* Required work
a) Answer these questions from the blog posts about saints, putting each answer on its own line marked like its question:
(i) On what date were the Carmelites of Compiegne guillotined?
(ii) What were they singing as they mounted the scaffold?
(iii) Whose prayers does the post dated Friday, July 19, 2019 ask for?
b) Swap "Jacobins" for "revolutionary government" and write out the stretch of the blog posts about saints from "That is not" through "for the Faith.".
c) Extend the blog posts about saints, starting after their last line.

* Extract provided
»»

Friday, July 19, 2019
Read about the life of this model of charity here.
Saint Vincent de Paul, please pray for us!
Wednesday, July 17, 2019
Today is the feast day of the Blessed Carmelites of Compiegne. On July 17th, 1794 a number of Carmelites from that city were guillotined at Paris during the Reign of Terror. Their brutal execution and the manner in which they conducted themselves (mounting the scaffold singing Laudate Domino) helped end the terror. Within a week of their execution, Robespierre fell from power and was himself introduced to Madam Guillotine.
That is not merely post hoc ergo propter hoc reasoning. The French public was genuinely shocked at the brutality of the executions of these holy women. And that shock led to a reaction against the Jacobins.
They are very worthy of admiration in my view on two counts. First they were members of the Carmelite order, for which I have a special reverence. The Carmelites were instrumental in bringing me back to an active faith and regular attendance. Secondly, they were martyred by the French revolutionaries in that orgy of blood known as the Terror. Anyone martyred for the sake of the Faith by the French revolutionaries, or the Spanish Communists, or the Russian, Chinese, Cuban, Vietnamese, Laotian, Cambodian Communists, or by the Moslems, or as part of the protestant rebellion, has a special place in my devotions and is a worthy example of the devotion we all ought to have for the Faith.
A few years ago, John at The Inn At the End of the World posted this about the Carmelite martyrs.
Tuesday, July 16, 2019
sed viri nescia
nos ad esse
tecum in saeculum
quae crescis lilium
clavis et ianua,
fac nos duci
quo, Mater, gloria
Flower of Carmel,
Tall vine blossom laden;
Splendor of heaven,
Childbearing yet maiden.
None equals thee.

««

* Provided material
»»

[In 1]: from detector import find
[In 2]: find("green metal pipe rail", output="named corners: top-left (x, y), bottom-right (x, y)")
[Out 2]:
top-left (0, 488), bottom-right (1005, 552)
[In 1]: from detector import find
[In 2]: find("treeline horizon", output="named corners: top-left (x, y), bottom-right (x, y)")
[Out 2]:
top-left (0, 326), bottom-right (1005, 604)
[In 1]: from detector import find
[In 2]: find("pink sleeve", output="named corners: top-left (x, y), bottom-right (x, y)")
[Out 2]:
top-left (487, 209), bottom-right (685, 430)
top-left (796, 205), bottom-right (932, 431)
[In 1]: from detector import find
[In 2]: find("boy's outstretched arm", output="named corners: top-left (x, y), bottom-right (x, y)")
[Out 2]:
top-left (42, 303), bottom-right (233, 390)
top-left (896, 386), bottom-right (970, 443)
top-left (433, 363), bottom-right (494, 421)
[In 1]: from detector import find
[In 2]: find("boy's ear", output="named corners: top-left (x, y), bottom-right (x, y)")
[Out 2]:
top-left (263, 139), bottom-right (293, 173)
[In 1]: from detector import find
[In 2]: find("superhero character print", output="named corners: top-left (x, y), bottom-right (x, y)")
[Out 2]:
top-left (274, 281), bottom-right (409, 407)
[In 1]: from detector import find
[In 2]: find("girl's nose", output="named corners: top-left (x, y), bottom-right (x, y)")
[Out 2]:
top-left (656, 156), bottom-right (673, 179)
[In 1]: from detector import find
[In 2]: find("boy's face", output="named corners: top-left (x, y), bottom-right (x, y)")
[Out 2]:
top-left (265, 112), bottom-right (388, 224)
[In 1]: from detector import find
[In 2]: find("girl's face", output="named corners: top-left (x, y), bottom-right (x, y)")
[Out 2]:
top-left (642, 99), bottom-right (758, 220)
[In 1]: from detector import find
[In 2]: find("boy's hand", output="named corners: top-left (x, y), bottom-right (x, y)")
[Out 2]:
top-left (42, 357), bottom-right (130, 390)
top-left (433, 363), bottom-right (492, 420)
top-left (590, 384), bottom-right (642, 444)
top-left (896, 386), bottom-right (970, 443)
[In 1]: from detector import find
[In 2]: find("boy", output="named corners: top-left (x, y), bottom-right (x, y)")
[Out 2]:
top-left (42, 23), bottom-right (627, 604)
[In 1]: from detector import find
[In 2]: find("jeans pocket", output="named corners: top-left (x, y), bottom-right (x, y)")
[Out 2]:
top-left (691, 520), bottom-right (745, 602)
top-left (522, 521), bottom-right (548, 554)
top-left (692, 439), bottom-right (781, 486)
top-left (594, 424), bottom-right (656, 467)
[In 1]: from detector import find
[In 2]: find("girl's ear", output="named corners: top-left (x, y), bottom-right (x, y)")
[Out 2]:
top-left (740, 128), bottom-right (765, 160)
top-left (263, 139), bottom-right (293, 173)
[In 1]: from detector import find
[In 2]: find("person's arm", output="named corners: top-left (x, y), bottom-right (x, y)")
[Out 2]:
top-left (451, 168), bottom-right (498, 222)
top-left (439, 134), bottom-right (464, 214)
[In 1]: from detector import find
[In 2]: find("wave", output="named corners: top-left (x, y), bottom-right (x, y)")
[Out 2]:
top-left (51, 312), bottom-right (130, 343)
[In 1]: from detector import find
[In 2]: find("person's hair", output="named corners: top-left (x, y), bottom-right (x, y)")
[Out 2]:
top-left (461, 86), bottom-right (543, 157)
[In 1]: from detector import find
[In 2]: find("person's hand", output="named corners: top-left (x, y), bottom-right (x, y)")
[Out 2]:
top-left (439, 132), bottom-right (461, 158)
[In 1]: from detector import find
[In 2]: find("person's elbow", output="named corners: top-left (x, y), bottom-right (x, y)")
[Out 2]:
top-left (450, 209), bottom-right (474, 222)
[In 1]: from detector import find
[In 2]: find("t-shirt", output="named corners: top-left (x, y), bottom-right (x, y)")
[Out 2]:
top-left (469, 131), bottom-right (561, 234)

««

* Answers to each task
a)
(i) July 17th, 1794
(ii) Laudate Domino
(iii) Saint Vincent de Paul

b)
That is not merely post hoc ergo propter hoc reasoning. The French public was genuinely shocked at the brutality of the executions of these holy women. And that shock led to a reaction against the revolutionary government.
They are very worthy of admiration in my view on two counts. First they were members of the Carmelite order, for which I have a special reverence. The Carmelites were instrumental in bringing me back to an active faith and regular attendance. Secondly, they were martyred by the French revolutionaries in that orgy of blood known as the Terror. Anyone martyred for the sake of the Faith by the French revolutionaries, or the Spanish Communists, or the Russian, Chinese, Cuban, Vietnamese, Laotian, Cambodian Communists, or by the Moslems, or as part of the protestant rebellion, has a special place in my devotions and is a worthy example of the devotion we all ought to have for the Faith.

c)
Mother so tender,
Who no man didst know,
On Carmel's children
Thy favors bestow.
Star of the Sea.
Strong stem of Jesse,
Who bore one bright flower,
Be ever near us
And guard us each hour,
who serve thee here.
Purest of lilies,
That flowers among thorns,
Bring help to the true heart
That in weakness turns
and trusts in thee.
Strongest of armor,
We trust in thy might:
Under thy scapular,
Hard press'd in the fight,
we call to thee.
Our way uncertain,
Surrounded by foes,
You give to those
who turn to thee.
O gentle Mother
Who in Carmel reigns,
Share with your servants
That gladness you gained
and now enjoy.
Hail, Gate of Heaven,
With glory now crowned,
Bring us to safety
Where thy Son is found,
true joy to see.
Both the reformed and traditional calendars of feasts specify today as the Feast of Our Lady of Mount Carmel. For generations, Carmelite monks maintained a monastery on Mount Carmel in what is now Syria. At the time, the Carmelites were a contemplative order under the patronage of the Blessed Mother.
In the Thirteenth Century, Simon Stock, an Englishman, became general of the Carmelite order. In 1226 Pope Honorious III recognized the rule of the Carmelite order on July 16th. On July 16th, 1251, the Blessed Mother appeared to Simon Stock, and provided him with a brown scapular, with a promise that those who wore it to honor her would be released from Purgatory on the Saturday after they died. This feast was extended to the whole Church in 1726. Simon Stock was later canonized.
I have a special devotion to Our Lady of Mount Carmel. For one thing, July 16th is my birthday. For another, when I returned to an active practice of the Faith many years ago, it was largely through the Carmelites. As I started to become active in the Church again, a Carmelite priest heard my first confession in about ten years. At the time I was without very much in the way of direction or guidance. And the Carmelite Gift shop at the North Shore Shopping Center was where I bought so many books that fed my hungry soul, books from TAN, Ignatius, Sophia and Liguori.
The Carmelite Chapel at the North Shore Shopping Center became my regular parish for almost two years. Yes, for those not familiar with the area, there is a Carmelite chapel on the lower level of a shopping mall here (and another Catholic chapel-though not Carmelite- on the main level of the Prudential Mall in Boston). It is very well-frequented - SRO for most of its Saturday Masses. It appeals to people who don't want to be attached to a regular parish, dislike the pastor at their own parish, or just don't have the time or resources to seek out a new parish.
The Carmelite Chapel in Peabody is still a very special place for me.
And since then, I have become acquainted with several third order Carmelites, and one cloistered Carmelite who took her final vows some years ago today in Iowa.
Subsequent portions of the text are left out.